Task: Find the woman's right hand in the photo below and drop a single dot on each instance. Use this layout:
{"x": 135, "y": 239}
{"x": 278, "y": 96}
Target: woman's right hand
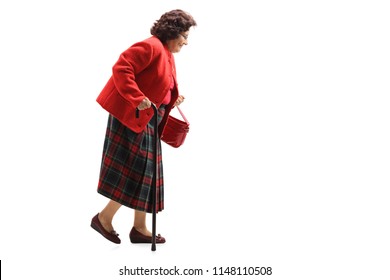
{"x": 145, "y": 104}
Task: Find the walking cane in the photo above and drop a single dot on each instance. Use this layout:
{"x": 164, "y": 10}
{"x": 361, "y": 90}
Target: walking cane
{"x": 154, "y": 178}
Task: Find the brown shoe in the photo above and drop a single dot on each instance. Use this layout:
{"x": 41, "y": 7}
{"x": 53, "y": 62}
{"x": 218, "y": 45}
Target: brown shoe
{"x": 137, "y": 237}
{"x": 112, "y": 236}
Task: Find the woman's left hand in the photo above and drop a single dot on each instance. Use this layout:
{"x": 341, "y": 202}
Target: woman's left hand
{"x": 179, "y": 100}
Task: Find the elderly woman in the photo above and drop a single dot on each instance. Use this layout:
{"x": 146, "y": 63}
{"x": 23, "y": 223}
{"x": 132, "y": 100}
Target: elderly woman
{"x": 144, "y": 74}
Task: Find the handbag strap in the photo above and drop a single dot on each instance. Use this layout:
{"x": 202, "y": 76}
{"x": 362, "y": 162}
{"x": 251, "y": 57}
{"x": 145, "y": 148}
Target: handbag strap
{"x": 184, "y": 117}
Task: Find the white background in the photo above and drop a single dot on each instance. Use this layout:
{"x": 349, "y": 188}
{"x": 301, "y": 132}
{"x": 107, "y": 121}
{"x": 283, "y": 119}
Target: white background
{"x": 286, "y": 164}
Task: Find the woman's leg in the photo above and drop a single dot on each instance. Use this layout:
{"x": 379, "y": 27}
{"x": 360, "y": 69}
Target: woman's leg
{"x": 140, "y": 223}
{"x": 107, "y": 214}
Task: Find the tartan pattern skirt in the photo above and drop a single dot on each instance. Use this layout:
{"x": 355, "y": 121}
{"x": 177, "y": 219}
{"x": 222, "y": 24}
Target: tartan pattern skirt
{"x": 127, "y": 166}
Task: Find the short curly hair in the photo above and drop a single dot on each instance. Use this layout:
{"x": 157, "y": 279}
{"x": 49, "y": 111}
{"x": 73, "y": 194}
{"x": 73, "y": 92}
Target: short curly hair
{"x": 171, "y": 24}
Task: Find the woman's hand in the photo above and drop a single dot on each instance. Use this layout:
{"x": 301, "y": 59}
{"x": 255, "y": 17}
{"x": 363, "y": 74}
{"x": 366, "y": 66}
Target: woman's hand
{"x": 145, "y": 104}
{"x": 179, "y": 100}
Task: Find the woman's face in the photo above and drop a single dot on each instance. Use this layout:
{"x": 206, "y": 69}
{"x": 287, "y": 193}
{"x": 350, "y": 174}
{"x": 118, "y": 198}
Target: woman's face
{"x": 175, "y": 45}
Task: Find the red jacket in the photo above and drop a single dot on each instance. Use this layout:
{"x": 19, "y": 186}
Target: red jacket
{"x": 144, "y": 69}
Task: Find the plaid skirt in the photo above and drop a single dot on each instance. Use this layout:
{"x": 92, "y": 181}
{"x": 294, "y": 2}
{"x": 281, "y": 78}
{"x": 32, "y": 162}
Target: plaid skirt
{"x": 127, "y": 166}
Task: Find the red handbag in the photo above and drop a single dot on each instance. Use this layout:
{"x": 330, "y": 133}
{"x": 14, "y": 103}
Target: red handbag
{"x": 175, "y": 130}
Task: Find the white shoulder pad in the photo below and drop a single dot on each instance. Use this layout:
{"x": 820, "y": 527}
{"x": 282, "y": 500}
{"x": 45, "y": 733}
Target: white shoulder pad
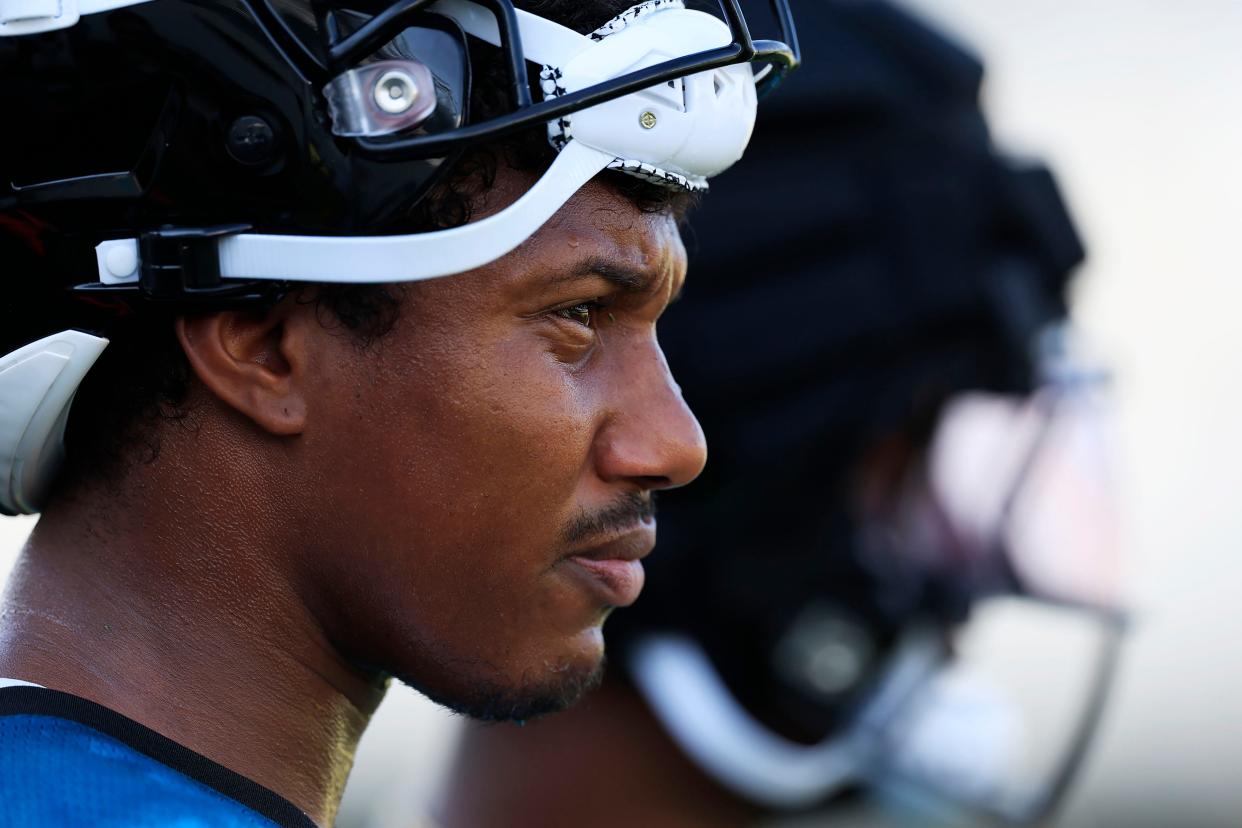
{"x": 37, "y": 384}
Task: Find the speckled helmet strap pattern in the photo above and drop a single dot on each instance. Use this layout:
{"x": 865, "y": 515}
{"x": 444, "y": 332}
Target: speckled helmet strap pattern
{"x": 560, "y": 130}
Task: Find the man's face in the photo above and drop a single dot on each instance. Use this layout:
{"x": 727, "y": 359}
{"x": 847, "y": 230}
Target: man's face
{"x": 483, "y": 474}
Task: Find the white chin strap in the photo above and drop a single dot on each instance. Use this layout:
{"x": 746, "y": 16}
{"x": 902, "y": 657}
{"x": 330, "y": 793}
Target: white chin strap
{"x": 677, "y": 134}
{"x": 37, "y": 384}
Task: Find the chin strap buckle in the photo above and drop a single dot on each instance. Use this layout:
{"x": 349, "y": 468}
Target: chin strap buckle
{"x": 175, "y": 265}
^^^^^^^^
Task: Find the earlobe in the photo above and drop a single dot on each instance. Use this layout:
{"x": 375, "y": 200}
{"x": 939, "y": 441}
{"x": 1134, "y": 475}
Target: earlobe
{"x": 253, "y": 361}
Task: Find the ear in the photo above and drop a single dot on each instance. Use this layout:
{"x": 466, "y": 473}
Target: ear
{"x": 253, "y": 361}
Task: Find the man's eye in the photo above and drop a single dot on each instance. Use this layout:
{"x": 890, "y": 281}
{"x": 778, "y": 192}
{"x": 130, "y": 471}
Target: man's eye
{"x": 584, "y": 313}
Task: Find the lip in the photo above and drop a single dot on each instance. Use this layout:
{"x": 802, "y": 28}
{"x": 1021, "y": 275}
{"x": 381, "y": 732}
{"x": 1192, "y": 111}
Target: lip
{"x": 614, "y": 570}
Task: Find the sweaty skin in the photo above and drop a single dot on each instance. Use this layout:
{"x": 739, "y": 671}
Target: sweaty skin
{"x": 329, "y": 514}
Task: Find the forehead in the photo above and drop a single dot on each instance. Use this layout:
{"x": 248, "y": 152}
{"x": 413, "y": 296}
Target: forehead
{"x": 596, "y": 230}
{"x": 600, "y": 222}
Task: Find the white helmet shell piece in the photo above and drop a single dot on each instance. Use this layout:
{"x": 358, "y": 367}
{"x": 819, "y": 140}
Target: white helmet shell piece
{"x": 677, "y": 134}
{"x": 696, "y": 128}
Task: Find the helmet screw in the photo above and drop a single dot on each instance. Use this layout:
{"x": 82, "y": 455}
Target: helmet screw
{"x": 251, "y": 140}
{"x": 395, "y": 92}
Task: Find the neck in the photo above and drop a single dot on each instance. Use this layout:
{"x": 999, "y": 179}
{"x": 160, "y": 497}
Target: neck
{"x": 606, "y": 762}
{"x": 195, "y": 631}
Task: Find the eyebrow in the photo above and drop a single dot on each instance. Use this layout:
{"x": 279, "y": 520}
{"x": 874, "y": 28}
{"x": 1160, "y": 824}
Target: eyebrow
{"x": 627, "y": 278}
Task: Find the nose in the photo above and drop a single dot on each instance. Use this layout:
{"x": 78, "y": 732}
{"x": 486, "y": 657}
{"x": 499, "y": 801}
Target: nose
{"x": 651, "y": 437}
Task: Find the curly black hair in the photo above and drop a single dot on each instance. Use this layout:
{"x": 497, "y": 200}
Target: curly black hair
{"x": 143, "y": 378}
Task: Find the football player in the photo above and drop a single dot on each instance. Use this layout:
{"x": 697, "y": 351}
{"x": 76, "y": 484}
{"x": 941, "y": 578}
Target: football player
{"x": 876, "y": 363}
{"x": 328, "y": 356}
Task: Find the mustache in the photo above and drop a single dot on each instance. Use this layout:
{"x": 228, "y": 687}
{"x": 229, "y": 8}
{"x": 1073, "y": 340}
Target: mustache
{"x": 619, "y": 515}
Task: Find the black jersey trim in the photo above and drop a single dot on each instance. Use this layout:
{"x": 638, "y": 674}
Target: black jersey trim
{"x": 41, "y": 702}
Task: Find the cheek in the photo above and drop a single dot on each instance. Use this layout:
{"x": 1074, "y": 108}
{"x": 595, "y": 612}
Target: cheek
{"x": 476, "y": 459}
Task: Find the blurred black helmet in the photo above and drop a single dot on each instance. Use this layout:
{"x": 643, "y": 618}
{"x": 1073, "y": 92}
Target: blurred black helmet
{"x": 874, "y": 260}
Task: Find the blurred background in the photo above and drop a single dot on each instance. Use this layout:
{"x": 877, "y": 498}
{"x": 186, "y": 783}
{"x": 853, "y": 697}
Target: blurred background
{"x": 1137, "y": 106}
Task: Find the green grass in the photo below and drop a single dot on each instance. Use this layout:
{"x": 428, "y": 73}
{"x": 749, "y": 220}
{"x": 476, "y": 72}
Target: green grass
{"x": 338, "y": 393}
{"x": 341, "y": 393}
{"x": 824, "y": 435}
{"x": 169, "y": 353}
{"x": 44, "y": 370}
^^^^^^^^
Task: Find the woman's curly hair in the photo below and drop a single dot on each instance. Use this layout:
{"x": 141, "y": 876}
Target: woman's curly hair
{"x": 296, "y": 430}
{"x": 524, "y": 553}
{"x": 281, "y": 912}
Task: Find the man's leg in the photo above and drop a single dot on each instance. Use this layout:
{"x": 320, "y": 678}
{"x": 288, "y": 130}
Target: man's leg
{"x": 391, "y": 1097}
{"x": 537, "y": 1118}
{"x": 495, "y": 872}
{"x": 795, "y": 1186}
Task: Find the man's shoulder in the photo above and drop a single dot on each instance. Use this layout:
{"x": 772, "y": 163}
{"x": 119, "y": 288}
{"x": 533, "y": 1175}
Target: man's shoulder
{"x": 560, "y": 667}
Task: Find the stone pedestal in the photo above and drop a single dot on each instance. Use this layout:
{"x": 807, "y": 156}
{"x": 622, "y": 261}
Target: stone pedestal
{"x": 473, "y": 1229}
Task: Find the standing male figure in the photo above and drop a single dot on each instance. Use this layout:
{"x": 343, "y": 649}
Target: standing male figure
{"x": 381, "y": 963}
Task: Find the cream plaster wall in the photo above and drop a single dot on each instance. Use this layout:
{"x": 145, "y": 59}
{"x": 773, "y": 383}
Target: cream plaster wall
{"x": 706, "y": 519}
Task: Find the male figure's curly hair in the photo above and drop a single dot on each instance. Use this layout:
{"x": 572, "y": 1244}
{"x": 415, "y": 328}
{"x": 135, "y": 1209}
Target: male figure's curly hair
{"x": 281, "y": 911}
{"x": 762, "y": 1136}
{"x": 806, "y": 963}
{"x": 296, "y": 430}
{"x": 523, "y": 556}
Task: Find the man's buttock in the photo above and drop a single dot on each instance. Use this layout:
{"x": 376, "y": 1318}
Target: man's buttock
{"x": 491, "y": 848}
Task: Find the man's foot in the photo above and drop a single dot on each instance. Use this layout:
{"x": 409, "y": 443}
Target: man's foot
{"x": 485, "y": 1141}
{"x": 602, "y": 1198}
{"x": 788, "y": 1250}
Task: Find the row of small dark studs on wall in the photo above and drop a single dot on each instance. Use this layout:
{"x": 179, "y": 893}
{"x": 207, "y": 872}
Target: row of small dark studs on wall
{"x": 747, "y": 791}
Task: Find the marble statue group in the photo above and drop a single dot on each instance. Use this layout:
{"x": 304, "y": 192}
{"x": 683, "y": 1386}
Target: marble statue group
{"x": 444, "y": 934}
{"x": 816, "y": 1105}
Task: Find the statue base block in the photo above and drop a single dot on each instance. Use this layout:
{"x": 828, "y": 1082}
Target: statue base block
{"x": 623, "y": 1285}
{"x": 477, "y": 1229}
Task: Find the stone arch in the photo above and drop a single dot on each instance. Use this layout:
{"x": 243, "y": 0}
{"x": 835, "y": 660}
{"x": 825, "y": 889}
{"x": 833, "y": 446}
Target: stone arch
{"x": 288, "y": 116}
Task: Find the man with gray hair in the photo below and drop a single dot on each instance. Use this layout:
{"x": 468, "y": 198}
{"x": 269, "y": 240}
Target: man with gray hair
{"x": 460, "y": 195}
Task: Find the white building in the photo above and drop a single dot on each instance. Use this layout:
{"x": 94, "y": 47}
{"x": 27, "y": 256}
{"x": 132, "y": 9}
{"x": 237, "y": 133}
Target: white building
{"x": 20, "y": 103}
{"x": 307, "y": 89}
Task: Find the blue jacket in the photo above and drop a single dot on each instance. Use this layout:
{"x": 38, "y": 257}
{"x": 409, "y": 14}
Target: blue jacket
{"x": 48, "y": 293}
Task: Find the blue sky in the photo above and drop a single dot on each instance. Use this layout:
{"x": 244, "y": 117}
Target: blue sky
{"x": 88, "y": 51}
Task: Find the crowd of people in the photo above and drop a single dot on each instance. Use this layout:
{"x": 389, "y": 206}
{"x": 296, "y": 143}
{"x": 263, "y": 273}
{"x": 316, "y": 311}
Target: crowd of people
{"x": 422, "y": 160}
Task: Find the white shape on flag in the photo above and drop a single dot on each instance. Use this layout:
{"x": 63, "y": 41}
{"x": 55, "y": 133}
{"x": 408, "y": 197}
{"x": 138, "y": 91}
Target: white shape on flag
^^^^^^^^
State only the number of lines in these entries that contain "below".

ANSWER BOX => 5